[Excerpts of location labeling data]
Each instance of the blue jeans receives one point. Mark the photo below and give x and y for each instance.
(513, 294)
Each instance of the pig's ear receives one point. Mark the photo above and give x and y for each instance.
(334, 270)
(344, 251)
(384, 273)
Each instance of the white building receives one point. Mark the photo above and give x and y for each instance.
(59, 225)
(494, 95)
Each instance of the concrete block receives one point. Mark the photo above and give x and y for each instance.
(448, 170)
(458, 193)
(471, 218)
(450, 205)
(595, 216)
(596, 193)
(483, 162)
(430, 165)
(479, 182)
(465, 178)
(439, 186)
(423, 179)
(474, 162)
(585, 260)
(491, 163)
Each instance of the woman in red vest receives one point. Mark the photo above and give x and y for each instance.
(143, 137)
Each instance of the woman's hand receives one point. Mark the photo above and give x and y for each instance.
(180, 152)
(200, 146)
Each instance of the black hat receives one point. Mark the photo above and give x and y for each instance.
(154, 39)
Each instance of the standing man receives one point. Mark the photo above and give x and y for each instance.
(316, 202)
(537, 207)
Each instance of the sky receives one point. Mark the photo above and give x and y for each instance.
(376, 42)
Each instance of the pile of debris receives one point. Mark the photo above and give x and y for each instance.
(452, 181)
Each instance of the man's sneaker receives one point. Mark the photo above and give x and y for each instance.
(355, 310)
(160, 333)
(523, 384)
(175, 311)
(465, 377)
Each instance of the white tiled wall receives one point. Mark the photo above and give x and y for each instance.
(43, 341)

[SET EXERCISE]
Can you print every line of the records above verbatim, from the first line to the last?

[FINISHED TASK]
Each instance of the blue jeans receives one point. Mark the photo below and give x and y for each instance.
(513, 294)
Each instance of the pig's ear receives one point. Mark the photo above and give x and y for each instance.
(334, 270)
(344, 251)
(384, 273)
Each instance of the white building receives one point. Mark the photo above and give x and y for each instance.
(59, 225)
(494, 95)
Each instance of the concrete block receives one point. Mark the photo above and give x and y for each instance.
(448, 170)
(458, 193)
(471, 218)
(450, 205)
(595, 216)
(596, 193)
(483, 162)
(430, 165)
(479, 182)
(465, 178)
(439, 186)
(423, 179)
(474, 162)
(585, 260)
(491, 163)
Each instance of the woman in red vest receives one point. Mark the photo above and give x and y for each instance.
(143, 137)
Each instance of the woman's hand receives one point. Mark the photo above and give x and y for each instance.
(180, 152)
(200, 146)
Each instance of the black hat receives one point. Mark the photo above and give x and y for each instance.
(154, 39)
Each instance of the standing man receives one point. Mark the photo above and give x and y for each instance.
(316, 202)
(537, 207)
Each instance of the sky receives one point. Mark the photo above and give x and y for each instance.
(376, 42)
Each instance of the pile of debris receives one point. Mark the photo above and give x and y for each instance.
(452, 181)
Each instance of the man's sneaker receives one point. Mark the photo above and give x and y for each instance.
(355, 310)
(160, 333)
(523, 384)
(175, 311)
(465, 377)
Each instance of the white tiled wall receives one point. Mark the photo above and give x and y for each instance.
(43, 341)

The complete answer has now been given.